## Problem to solve
Reproduce the line containing "Could you point out the dreadlocked" and every line after it through the end of the records. Include nothing else.
(Beginning of Input records)
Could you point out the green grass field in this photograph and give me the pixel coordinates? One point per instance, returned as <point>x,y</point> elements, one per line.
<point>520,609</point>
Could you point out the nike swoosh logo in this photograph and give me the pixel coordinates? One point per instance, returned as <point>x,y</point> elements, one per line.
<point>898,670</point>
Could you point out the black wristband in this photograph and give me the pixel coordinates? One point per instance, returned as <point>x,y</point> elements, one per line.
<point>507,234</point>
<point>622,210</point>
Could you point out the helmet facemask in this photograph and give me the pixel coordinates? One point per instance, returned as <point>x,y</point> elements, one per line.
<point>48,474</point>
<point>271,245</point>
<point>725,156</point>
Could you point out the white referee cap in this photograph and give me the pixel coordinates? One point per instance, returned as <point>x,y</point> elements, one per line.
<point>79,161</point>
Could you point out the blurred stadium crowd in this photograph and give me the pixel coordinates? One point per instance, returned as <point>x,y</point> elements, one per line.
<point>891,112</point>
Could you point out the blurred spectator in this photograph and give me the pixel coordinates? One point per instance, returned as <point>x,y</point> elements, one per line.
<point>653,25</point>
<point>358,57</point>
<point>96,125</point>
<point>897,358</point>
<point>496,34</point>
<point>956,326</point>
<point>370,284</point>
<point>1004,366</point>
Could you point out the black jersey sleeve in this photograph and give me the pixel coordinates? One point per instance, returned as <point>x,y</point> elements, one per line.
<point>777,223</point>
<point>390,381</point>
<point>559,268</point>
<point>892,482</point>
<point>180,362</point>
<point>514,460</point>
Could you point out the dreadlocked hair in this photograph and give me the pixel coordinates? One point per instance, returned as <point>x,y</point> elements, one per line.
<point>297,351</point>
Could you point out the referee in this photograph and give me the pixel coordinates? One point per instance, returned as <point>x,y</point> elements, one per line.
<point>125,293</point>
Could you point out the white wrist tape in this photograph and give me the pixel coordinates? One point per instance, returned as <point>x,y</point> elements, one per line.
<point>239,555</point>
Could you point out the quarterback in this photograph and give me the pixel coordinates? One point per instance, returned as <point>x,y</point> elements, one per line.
(End of Input records)
## Expected answer
Could you point out the dreadlocked hair in this photograph and give me the pixel coordinates? One point per instance, returned as <point>x,y</point> elements, one per line.
<point>297,351</point>
Could you point out the referee in this photograph and give me the pixel coordinates? One point per instance, returned as <point>x,y</point> elements, one per line.
<point>125,293</point>
Could you point out the white wrist tape in this photograph and give me the pixel coordinates? One point per instance, returned as <point>x,y</point> elements, one per line.
<point>239,555</point>
Could you point out the quarterback in this photograph and give me the pixel coordinates? One point per instance, returned as <point>x,y</point> elements, one per line.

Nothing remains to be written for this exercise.